REQUIRED ACTION 1: From the esophageal perforation text, list every postoperative day on which a patient died.
REQUIRED ACTION 2: Return the part of the esophageal perforation text between "Esophageal perforation after" and "are unclear [1,2,3].", inclusive, word for word.

SELECTED TEXT:
+++++
The median age of the patients was 70 years (range, 41–86), and six of the seven cases were male. As the first treatment, aortic replacement techniques were performed in five, and thoracic endovascular aortic repair (TEVAR) procedure was performed in two. We evaluated the treatment of the perforation, the cause of death, and the median survival time after reparative surgery (esophagectomy).
Initial treatment of the perforation was esophagectomy without reconstruction in six and esophagogastric bypass (later, esophagectomy was performed) in one. Three of seven cases could be discharged from hospital or moved to another hospital, but two of these three cases died of major bleeding on postoperative days 320 and 645. The other four esophagectomy cases died in hospital because of sepsis on postoperative days 14, 30, and 41 and major bleeding on postoperative day 54. The one surviving case was a 65-year-old man who underwent reconstruction, and was still alive without signs of infection at 424 days postoperatively.
The prognosis of esophageal perforation cases after aortic replacement/stenting for thoracic aortic dissection or aneurysm is poor, though there were some cases with relatively long survival. Therefore, the indication for invasive esophagectomy should be decided carefully. Control of infection including regional infection is essential for successful treatment.
Esophageal perforation after aortic replacement or stent grafting for aortic dissection or aneurysm is a rare but potentially fatal complication. However, its cause, standard treatment, and prognosis are unclear [1,2,3].
+++++
INFORMATION SHOWN:
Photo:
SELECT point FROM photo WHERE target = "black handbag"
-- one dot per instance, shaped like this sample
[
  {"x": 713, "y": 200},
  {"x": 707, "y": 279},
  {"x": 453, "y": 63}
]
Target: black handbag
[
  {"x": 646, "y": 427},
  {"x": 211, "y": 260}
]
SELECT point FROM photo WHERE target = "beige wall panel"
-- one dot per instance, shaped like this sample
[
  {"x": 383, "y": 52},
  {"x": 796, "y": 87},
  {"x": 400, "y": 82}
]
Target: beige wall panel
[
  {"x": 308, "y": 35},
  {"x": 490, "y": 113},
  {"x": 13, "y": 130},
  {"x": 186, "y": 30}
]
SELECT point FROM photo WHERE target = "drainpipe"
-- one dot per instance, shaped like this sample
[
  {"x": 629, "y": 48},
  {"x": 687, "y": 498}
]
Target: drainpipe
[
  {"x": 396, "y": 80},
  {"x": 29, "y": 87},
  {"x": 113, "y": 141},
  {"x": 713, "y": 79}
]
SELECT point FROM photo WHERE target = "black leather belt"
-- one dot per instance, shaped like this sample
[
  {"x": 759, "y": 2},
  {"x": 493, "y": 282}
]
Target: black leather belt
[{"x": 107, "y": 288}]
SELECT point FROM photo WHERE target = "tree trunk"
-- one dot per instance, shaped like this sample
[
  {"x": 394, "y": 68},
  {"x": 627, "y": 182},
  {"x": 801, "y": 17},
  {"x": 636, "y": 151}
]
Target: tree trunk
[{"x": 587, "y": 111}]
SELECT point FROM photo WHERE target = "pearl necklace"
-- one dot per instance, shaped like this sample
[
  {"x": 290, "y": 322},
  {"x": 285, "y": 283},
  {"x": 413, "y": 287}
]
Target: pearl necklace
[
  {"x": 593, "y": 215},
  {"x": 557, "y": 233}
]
+++++
EXPECTED OUTPUT 1: 320, 645, 14, 30, 41, 54

EXPECTED OUTPUT 2:
Esophageal perforation after aortic replacement or stent grafting for aortic dissection or aneurysm is a rare but potentially fatal complication. However, its cause, standard treatment, and prognosis are unclear [1,2,3].